▶ [DO THIS]:
Pull out each line below that contains the string "hazy", and copy those lines in full.

▶ [RECORDS FOR PROCESSING]:
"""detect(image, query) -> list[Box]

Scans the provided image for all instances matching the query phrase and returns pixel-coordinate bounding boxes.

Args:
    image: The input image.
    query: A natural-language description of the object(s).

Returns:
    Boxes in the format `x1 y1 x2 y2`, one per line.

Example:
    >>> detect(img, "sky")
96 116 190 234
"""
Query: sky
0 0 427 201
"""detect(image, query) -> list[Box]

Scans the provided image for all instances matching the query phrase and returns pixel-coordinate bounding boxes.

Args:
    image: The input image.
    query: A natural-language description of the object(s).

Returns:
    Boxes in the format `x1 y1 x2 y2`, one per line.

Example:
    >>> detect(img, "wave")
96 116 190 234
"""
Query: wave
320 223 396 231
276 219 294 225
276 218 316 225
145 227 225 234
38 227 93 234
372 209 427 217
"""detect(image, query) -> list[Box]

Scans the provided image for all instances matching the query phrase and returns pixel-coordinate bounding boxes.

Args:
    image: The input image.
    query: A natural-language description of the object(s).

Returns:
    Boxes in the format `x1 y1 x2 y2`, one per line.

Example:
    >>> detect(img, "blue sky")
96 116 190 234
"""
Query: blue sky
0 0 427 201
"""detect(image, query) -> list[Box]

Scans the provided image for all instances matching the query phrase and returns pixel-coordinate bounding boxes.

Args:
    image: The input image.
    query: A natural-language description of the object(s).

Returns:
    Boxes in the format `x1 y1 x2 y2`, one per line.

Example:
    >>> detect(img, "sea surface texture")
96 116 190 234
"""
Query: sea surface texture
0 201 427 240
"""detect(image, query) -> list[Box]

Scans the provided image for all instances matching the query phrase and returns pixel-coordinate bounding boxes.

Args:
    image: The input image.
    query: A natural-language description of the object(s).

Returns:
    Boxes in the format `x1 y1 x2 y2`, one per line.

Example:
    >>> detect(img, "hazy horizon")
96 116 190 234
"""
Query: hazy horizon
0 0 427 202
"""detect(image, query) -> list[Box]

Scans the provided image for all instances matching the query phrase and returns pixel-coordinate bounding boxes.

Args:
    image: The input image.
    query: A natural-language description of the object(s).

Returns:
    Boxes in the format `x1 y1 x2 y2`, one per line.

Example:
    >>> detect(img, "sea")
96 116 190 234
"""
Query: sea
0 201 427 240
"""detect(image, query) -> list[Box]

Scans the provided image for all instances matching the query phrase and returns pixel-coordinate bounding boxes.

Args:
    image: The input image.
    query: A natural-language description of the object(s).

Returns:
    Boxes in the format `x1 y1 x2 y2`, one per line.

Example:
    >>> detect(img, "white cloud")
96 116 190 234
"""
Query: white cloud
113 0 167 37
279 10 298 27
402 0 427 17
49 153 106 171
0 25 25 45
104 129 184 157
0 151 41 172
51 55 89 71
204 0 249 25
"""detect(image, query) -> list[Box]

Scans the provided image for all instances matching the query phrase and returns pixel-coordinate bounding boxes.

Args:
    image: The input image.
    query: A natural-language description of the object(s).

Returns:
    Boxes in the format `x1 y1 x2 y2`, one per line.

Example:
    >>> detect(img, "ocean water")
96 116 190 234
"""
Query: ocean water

▶ [WORKED ANSWER]:
    >>> detect(img, "hazy horizon")
Query: hazy horizon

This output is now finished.